───── Record set ─────

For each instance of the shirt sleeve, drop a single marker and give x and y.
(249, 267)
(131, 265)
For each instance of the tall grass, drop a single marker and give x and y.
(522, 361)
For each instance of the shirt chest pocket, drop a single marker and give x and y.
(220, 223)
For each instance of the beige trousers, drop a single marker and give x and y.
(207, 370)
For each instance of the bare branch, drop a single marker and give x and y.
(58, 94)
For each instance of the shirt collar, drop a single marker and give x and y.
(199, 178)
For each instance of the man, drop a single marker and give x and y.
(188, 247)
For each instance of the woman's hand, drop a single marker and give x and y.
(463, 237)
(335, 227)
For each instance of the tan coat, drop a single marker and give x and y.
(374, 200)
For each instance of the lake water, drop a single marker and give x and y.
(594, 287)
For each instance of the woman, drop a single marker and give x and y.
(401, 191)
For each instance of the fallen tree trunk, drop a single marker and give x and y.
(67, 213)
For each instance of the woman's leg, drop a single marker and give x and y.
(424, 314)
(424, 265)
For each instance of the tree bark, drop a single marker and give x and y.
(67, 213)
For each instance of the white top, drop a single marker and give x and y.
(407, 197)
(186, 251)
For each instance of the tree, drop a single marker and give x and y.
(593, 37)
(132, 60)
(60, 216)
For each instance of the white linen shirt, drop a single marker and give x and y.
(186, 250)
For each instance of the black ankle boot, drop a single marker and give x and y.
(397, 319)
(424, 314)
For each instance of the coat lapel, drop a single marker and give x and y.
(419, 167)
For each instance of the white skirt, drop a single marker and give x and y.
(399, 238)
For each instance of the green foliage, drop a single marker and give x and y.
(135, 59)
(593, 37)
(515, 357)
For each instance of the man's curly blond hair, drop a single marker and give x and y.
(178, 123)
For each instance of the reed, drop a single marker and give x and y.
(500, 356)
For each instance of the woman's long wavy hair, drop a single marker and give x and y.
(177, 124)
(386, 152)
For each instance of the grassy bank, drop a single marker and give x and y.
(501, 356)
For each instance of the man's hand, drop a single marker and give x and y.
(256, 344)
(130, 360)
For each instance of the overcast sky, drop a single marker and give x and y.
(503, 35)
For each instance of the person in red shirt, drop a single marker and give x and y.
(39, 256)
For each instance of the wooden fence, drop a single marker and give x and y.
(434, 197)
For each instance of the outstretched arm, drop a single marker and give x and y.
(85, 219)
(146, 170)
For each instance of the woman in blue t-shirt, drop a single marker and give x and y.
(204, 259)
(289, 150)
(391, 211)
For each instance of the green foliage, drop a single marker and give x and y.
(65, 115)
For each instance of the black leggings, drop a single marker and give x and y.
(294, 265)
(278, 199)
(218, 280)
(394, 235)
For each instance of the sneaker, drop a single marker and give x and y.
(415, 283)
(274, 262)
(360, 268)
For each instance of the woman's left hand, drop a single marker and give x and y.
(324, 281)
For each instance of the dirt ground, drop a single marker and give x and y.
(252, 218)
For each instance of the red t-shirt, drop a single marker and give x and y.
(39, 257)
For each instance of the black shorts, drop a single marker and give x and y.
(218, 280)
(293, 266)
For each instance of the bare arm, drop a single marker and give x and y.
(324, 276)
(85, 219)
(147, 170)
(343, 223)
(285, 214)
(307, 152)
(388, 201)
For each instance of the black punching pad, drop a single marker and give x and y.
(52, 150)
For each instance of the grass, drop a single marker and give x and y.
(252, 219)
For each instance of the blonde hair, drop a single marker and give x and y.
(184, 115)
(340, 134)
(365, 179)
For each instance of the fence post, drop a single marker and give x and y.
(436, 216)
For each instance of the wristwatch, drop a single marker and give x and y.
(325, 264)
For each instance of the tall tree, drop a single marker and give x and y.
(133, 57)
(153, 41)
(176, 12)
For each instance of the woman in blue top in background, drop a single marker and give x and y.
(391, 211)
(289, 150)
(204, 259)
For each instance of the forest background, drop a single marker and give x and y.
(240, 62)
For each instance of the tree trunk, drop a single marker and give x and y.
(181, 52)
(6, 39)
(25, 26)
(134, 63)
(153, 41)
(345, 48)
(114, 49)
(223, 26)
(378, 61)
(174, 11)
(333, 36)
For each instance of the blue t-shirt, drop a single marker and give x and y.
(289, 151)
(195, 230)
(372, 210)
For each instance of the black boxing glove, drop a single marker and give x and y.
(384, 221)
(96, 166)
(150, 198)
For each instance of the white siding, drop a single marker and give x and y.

─────
───── Record set ─────

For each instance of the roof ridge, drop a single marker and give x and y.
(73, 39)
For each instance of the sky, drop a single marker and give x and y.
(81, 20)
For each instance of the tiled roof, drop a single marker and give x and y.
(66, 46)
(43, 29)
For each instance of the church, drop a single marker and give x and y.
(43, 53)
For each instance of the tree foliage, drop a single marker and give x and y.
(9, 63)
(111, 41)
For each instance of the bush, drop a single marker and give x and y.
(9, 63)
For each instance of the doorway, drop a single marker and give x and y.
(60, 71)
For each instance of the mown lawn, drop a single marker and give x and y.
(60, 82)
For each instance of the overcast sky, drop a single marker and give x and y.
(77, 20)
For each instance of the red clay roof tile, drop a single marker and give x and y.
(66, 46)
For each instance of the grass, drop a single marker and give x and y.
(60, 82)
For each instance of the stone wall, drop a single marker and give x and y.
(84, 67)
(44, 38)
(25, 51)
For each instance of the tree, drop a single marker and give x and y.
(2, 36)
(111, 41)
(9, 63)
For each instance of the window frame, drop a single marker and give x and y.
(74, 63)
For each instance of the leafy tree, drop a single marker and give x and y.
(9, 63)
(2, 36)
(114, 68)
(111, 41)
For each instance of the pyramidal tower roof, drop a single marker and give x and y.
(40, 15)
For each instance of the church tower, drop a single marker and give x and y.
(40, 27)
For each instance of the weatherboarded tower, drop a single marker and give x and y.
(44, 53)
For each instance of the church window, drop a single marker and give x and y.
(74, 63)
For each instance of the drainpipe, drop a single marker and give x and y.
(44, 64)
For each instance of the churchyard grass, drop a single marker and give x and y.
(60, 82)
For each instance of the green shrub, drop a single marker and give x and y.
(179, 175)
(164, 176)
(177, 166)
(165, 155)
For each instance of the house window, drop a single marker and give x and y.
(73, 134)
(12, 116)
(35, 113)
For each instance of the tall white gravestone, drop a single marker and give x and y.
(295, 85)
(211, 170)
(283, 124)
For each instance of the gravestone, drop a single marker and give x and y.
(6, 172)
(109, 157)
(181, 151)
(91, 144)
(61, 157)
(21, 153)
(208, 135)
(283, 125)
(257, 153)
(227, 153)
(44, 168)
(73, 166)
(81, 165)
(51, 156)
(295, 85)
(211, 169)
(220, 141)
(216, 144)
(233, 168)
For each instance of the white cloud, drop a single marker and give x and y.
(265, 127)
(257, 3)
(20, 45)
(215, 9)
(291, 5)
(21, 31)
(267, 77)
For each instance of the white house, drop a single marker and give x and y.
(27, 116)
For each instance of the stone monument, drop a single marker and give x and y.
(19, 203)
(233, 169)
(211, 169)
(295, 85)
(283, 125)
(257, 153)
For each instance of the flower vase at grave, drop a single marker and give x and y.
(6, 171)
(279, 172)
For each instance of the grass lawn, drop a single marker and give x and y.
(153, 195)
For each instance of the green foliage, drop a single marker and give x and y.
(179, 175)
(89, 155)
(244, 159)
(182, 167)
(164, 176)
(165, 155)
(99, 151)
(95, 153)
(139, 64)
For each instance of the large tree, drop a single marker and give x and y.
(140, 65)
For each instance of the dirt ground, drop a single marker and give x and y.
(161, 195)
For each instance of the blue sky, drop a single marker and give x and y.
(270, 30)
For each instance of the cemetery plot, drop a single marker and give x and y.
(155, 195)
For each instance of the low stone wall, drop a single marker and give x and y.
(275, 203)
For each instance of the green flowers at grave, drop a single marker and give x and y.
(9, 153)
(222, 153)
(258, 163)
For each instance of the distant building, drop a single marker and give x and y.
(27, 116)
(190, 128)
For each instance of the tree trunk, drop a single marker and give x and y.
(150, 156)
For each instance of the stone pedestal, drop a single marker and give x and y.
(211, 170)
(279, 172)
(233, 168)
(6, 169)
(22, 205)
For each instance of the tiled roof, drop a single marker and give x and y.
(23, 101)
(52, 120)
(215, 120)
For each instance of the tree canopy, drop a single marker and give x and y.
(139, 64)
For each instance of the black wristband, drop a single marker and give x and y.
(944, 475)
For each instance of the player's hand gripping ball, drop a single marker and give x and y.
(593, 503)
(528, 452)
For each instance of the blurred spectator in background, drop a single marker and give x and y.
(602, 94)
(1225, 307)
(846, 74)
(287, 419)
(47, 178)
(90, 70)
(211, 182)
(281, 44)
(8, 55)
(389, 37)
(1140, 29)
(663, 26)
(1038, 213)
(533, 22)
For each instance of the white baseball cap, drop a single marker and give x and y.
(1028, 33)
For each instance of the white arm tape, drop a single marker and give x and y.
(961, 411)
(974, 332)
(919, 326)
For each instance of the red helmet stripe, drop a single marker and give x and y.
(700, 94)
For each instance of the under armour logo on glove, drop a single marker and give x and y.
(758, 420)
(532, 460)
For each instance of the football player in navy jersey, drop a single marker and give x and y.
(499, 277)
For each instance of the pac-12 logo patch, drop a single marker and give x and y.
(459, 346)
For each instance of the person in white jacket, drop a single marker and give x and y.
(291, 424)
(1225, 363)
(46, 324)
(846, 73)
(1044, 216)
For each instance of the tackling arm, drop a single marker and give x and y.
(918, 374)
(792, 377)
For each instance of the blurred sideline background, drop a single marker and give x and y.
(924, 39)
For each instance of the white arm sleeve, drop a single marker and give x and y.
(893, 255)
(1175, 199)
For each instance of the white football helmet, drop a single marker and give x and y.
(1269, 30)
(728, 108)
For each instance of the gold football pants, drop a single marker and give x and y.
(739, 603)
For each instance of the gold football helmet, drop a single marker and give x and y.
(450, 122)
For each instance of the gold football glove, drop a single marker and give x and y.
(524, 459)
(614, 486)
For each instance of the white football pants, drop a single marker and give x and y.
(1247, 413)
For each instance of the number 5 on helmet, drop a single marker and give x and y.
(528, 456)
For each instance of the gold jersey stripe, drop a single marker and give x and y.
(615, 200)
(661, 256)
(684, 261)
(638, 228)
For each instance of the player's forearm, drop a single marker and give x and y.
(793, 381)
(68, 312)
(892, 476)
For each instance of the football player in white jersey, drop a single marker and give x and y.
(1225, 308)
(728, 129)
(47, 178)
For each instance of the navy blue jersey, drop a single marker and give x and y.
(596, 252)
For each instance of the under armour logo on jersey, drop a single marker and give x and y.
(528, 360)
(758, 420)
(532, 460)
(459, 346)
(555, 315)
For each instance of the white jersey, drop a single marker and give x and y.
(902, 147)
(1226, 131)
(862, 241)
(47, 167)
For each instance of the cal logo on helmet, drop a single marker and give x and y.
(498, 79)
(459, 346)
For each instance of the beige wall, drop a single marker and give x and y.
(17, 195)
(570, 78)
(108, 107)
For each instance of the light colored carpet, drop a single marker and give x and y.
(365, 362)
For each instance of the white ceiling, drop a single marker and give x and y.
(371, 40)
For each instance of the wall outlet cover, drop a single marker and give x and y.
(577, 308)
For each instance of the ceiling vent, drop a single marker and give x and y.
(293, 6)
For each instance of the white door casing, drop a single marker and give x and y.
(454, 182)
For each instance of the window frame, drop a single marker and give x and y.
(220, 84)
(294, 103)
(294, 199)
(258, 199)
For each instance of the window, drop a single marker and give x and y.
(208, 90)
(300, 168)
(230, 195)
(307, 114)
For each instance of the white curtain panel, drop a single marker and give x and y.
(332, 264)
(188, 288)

─────

## Given instruction
Render as a numbered list the lines of the material from the one containing "For each instance of the tackling" through the one containing "(1175, 199)", both included, leaving out any blank lines.

## Exercise result
1. For each instance of the tackling arm, drop a single marker and give x and y.
2. (918, 374)
3. (792, 377)
4. For each instance of the blurred sideline background, drop a single marker and give x and y.
5. (924, 39)
6. For each instance of the white arm sleeve, drop a single marker and give x and y.
7. (893, 255)
8. (1175, 199)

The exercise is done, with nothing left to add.